• [Complete the following]:
(1) In the passage on the PRR's cultural agenda, translate this sentence into Spanish: "Nativism naturally correlates with hostility towards immigrants, who are inherently non-natives."
(2) Carry on the passage on the PRR's cultural agenda, picking up right after its last sentence.
───── Text to read ─────
The PRR’s cultural agenda
Immigration certainly forms an important issue for PRR parties, which, according to Cas Mudde, share an ideological core of nativism, authoritarianism, and populism. Besides their belief in a strictly ordered society with clear norms and lines of authority, and their populist anti-establishment criticism, which entails a positive valorisation of the (ordinary) people and a negative portrayal of the ‘elites’, the PRR’s most defining characteristic is nativism. Mudde defines this concept as ‘an ideology, which holds that states should be inhabited exclusively by members of the native group (‘the nation’) and that non-native elements (persons and ideas) are fundamentally threatening to the homogeneous nation-state’. Nativism naturally correlates with hostility towards immigrants, who are inherently non-natives. While anti-immigration rhetoric was before mainly voiced by PRR parties in the Western part of the continent, the recent refugee crisis has also made immigration a more salient issue in Central and Eastern European countries. Previously, relatively few (non-Western) immigrants chose to settle in post-communist countries, and PRR parties in this part of Europe mainly targeted minority populations, such as the Roma. More recently, immigration has also become an electoral theme in the post-communist context – with hostile language not only being voiced by the PRR, but also by dominant ‘mainstream’ party figureheads, such as Jarosław Kaczyński in Poland, and Prime Ministers Victor Orban in Hungary and Robert Fico in Slovakia.
───── Dataset ─────
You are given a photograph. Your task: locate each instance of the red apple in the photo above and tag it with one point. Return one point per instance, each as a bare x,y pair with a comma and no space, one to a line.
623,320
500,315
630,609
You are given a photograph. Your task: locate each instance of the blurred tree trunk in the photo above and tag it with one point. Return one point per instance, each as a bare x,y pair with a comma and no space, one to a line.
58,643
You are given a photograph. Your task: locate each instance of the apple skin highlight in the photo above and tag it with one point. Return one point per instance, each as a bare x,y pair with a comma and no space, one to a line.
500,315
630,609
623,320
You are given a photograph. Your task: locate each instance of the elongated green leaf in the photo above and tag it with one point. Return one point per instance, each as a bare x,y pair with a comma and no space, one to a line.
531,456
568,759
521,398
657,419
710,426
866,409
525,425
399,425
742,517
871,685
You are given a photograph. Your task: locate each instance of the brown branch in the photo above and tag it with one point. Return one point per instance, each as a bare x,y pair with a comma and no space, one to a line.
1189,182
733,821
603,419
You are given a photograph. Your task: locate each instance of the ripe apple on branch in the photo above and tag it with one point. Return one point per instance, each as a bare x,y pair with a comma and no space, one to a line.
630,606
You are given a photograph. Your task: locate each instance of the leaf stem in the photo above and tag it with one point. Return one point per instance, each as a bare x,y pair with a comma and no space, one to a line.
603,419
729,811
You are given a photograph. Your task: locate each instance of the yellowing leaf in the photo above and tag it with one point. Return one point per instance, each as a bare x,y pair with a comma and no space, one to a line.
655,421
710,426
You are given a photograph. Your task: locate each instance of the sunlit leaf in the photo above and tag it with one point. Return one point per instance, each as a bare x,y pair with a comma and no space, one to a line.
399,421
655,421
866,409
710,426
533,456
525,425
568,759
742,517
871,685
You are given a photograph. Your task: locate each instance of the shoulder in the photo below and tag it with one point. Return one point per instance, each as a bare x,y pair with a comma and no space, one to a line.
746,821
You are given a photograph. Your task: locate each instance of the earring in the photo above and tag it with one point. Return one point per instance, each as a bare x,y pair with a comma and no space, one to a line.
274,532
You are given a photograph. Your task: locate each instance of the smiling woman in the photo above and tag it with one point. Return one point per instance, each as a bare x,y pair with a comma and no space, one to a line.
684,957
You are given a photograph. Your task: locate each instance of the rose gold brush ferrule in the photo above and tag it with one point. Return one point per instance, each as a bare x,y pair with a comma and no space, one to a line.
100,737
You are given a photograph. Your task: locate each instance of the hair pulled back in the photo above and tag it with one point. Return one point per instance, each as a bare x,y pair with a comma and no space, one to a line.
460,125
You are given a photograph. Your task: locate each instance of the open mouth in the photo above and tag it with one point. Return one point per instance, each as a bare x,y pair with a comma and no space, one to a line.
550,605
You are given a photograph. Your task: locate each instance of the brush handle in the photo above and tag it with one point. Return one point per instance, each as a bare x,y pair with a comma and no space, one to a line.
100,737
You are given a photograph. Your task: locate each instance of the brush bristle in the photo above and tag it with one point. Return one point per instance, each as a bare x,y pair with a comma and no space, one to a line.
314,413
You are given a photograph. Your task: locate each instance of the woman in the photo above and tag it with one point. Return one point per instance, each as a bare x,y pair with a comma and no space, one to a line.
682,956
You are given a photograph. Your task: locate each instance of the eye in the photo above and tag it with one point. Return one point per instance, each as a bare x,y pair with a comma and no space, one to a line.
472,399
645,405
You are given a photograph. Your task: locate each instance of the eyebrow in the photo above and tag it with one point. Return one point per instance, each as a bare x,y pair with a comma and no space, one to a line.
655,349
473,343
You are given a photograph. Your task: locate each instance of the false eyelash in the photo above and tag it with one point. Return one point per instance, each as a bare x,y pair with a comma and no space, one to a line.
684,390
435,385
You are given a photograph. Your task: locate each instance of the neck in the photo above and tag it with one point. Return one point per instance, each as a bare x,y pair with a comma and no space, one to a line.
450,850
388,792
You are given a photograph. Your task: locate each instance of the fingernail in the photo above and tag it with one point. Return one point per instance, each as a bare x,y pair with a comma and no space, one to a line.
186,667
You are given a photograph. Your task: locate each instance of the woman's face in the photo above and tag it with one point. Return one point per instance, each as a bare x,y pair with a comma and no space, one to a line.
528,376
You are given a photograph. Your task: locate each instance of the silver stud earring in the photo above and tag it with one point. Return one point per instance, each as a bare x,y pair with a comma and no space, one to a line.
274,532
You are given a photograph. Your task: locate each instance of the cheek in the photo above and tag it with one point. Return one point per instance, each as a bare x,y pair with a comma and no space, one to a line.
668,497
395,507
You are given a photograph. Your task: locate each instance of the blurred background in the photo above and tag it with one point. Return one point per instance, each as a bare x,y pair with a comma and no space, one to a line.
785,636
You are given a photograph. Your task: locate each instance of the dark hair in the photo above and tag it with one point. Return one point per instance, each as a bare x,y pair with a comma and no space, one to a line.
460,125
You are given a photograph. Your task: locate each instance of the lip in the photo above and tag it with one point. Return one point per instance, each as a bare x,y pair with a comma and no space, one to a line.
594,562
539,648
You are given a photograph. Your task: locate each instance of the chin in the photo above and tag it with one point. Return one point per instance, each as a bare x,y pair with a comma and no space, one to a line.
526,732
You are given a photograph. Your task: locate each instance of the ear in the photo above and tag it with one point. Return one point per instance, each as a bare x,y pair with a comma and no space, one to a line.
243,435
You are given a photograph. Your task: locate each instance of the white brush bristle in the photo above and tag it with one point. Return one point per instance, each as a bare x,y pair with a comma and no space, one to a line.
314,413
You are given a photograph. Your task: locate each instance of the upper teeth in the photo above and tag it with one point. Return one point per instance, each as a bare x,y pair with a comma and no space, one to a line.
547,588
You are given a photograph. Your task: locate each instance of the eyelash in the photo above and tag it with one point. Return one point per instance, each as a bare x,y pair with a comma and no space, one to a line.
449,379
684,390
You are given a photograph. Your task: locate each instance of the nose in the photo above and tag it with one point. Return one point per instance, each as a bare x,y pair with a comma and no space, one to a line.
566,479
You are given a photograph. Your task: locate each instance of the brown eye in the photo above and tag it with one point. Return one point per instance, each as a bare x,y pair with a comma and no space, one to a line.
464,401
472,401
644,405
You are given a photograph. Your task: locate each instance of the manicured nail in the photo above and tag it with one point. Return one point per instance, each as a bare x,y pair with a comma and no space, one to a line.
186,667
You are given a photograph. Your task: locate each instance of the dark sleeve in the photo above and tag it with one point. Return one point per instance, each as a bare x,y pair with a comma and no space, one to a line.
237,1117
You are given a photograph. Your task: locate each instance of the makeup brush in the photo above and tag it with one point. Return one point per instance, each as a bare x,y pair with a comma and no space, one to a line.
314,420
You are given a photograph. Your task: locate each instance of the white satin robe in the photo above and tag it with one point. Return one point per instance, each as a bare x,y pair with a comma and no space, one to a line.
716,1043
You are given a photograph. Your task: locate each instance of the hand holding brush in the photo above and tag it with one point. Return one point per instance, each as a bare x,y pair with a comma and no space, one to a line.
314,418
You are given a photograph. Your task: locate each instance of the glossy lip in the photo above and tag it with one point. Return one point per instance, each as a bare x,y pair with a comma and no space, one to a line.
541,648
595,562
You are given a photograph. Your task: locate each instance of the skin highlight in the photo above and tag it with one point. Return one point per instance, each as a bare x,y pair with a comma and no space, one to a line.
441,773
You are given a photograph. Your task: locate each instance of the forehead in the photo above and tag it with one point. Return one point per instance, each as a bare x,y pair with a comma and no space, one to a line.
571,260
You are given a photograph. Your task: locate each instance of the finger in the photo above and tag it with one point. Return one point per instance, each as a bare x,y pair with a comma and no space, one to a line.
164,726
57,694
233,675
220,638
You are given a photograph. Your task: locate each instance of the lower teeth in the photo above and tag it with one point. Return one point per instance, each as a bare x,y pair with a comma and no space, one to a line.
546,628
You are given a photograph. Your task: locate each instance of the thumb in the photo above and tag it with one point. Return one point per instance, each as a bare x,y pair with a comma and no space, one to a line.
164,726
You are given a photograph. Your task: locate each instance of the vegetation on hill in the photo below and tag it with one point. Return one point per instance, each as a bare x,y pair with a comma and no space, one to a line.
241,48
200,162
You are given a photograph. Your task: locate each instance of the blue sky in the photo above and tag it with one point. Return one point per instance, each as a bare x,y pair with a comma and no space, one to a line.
─────
• [Responses by task]:
(1) El nativismo se correlaciona naturalmente con la hostilidad hacia los inmigrantes, que son inherentemente no nativos.

(2)
The ‘supply’ of anti-immigration positions by political actors meets a ‘demand’ from citizens across Europe. Public opposition to immigration and related anxieties about the decay of national culture – not least due to the alleged ‘Islamisation’ of European societies – lie at the basis of PRR party support. Scholarly contributions have shown that PRR supporters are primarily motivated by the parties’ stances on ‘cultural’ issues, not least immigration and multiculturalism. Socio-economic issues such as welfare redistribution and market regulation, it has been argued, are secondary to the programmes of PRR parties, as well as the concerns of their voters. What is more, PRR parties ostensibly have little to gain from placing more emphasis on their socio-economic programme, as their electorates typically constitute a coalition between lower educated ‘blue-collar’ workers and petit bourgeois entrepreneurs, two groups with contrasting economic interests and attitudes. Instead, it has been suggested that it makes sense for these parties to devote little attention to, and even ‘blur’, their positions on socio-economic matters.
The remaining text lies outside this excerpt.